**Exercise objective**
Write a continuation of the passage below on medieval England and its Celtic neighbors, picking up after its final sentence.

**Excerpt to read**
++++++++

For centuries the English had shared Britain with other peoples and other kingdoms. This had not prevented one of Henry II’s courtiers, Walter Map, referring to Britain as ‘the English island’ and ‘our island England’, though he was by no means the first and certainly not the last to confuse the identities of England and Britain in this typically English fashion. In the west there were the people of Wales, proud of their descent from the Britons against whom Julius Caesar had fought. At any one time there were usually several Welsh princes in Wales, rulers of old kingdoms such as Gwynedd, Powys and Deheubarth. There was only one king of the Scots, but his authority did not reach as far as the Scandinavian and Irish peoples of Caithness, Argyll and the Isles, where virtually autonomous chiefs held sway under the loose overlordship of Norway. It was not until 1266 that the king of Norway sold his rights over the kingdom of Man and the Western Isles to the Scottish Crown in the ‘closing down sale’ that marked the end of the ‘Viking period’ of Scottish history. And it was not until 1469 that the Scottish Crown acquired possession of Orkney and Shetland.
During the course of the twelfth century the English came to look upon the Celts with new, condescending eyes. Writing in the 1190s both the dean of St Paul’s, Ralph of Diss, and the Yorkshire historian William of Newburgh referred to the Welsh, Irish and Scots as barbarians. By this time their views of the Scots were a little old-fashioned: according to the English historian, William of Malmesbury, King David I of Scotland (1124–53) had offered tax-breaks to his subjects if they would learn ‘to live in a more civilized style, dress with more elegance and eat in a more refined manner’ – they had, in other words, to be more like the English. By 1200 economic development and the foundation of new towns such as Berwick, Edinburgh, Stirling, Perth, Glasgow and Aberdeen by the Scottish kings meant that Lowland Scotland had in fact come to look very much like England. But the Welsh, the Irish-speaking Highland Scots and, still more, the Irish themselves continued to be classified – and vilified – as primitive, savage and immoral. They were, for instance, often accused of being addicted to adultery and incest. Welsh and Irish marriage law allowed divorce, remarriage and marriage with cousins. So, too, had English marriage law in earlier centuries, but no longer. Now Celtic marriage customs seemed, to English and continental European eyes, a licence for wife-swapping and every kind of sexual immorality.

++++++++

**Supplied material**

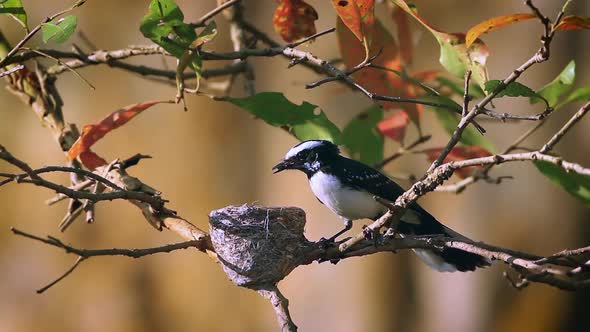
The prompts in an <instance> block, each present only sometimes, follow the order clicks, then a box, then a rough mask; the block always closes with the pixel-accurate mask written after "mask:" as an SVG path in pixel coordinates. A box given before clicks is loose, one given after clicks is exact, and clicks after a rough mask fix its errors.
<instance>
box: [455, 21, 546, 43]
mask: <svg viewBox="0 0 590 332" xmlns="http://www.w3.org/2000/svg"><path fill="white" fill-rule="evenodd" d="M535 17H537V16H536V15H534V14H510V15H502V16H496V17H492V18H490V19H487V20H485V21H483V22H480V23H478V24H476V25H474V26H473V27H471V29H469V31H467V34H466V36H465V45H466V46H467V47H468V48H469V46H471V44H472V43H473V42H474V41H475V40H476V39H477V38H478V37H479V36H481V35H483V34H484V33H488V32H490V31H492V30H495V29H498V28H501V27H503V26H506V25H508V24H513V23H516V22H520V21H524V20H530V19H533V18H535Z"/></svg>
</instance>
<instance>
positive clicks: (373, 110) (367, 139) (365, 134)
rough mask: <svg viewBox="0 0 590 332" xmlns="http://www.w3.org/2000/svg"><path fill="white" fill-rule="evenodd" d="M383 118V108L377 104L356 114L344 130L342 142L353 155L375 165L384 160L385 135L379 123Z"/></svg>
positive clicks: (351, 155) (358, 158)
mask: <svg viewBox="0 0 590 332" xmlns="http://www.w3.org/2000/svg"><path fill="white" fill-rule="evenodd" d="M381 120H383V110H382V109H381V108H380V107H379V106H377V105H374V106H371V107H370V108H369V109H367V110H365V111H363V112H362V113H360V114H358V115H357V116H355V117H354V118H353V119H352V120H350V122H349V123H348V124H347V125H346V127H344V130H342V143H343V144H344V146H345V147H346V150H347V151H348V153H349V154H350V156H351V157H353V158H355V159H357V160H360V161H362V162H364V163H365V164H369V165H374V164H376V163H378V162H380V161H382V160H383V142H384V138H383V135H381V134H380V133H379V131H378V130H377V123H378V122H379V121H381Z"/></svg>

++++++++

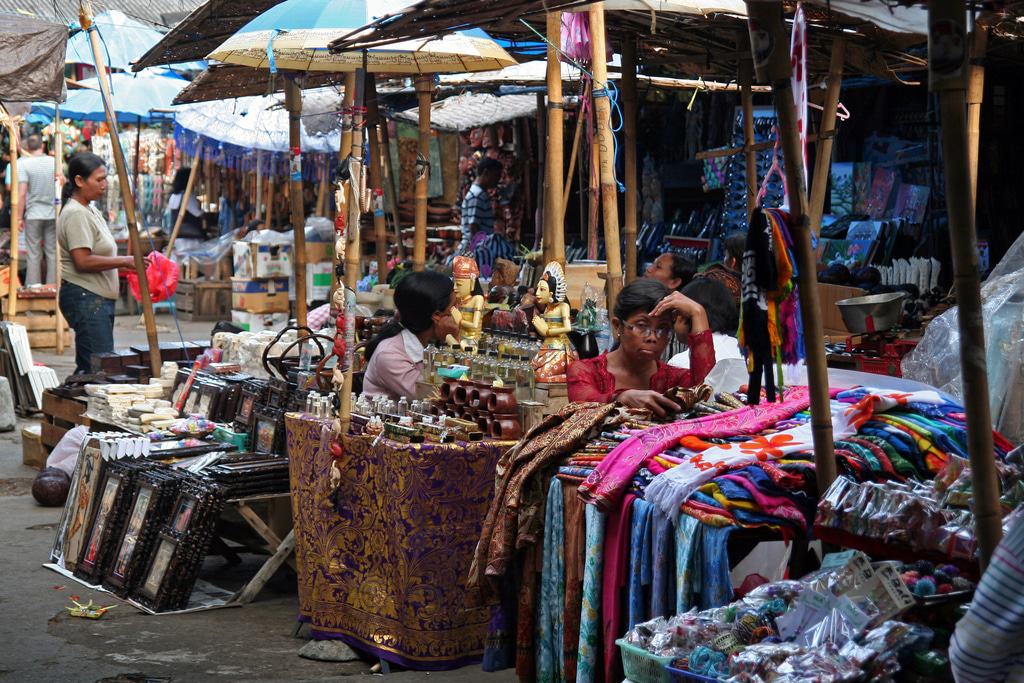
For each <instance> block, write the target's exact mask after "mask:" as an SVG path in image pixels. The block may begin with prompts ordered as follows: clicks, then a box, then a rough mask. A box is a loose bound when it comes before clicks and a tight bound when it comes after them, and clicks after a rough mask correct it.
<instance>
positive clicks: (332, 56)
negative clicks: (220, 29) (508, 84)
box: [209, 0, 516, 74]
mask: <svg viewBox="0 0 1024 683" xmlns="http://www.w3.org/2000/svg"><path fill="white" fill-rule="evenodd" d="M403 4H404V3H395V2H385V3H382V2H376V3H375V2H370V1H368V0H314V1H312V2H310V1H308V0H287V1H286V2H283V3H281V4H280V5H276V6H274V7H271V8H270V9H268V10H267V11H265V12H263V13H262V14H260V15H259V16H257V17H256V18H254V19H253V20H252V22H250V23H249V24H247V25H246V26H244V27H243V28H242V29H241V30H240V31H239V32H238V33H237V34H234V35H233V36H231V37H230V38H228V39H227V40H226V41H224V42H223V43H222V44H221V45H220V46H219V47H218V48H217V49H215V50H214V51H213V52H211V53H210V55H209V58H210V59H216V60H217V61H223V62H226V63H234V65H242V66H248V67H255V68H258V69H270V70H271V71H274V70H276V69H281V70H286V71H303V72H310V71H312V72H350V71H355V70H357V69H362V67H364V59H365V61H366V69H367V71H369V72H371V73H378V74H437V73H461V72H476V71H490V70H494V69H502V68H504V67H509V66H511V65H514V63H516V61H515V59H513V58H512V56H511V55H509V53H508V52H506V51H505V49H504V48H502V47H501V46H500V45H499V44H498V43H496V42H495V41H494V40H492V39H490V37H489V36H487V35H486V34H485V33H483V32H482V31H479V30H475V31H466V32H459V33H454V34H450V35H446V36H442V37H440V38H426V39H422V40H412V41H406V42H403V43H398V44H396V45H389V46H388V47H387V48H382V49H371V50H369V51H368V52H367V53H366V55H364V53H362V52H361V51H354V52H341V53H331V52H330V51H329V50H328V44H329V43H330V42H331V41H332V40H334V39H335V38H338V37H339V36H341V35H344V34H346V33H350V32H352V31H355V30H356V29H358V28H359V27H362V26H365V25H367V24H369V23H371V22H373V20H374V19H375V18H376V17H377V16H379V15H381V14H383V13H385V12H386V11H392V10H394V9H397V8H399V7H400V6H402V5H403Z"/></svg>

++++++++

**Response to this task**
Also, while in Lowland Scotland there was just one king, in Ireland and Wales there were many kings and princes, fiercely independent rulers who fought among themselves with what seemed, to English eyes, stomach-turning brutality. Irish and Welsh kings and princes appeared to have no compunction in the open way they killed, blinded and castrated their rivals, especially their own kinsmen. By contrast King John could not deal with his nephew and rival, Arthur of Brittany, in the same fashion. If he was responsible for his nephew’s death – as he probably was – he carried out secretly what he knew he could not possibly do openly. The rumour that he was to blame decisively damaged his reputation in the crucial years when he lost control of Normandy and Anjou.
Gerald de Barri accompanied the young Prince John on his expedition to Ireland in 1185, and used his experiences to write two remarkable and hugely influential books on Ireland and the Irish. He painted a picture of Ireland as a country rich in natural resources but undeveloped owing to the lack of industry of the natives, as a land of gold and rain-forests, where the savages whiled away their lives in war, sex and laziness, an Eldorado awaiting colonisation by enterprising and clean-living Englishmen. He envisaged a ladder of evolution of human societies with Ireland still on the bottom rung.
Mankind usually progresses from the woods to the fields, and then from fields to settlements and communities of citizens, but the Irish have not advanced at all from the primitive practices of pastoral farming. They scorn to work the land, have little use for the money-making of towns and despise the rights and privileges of civil society.
It is noticeable how much weight Gerald and other contemporary observers gave to towns and the market economy. They associated towns with a civilised lifestyle, and claimed to be civilised themselves.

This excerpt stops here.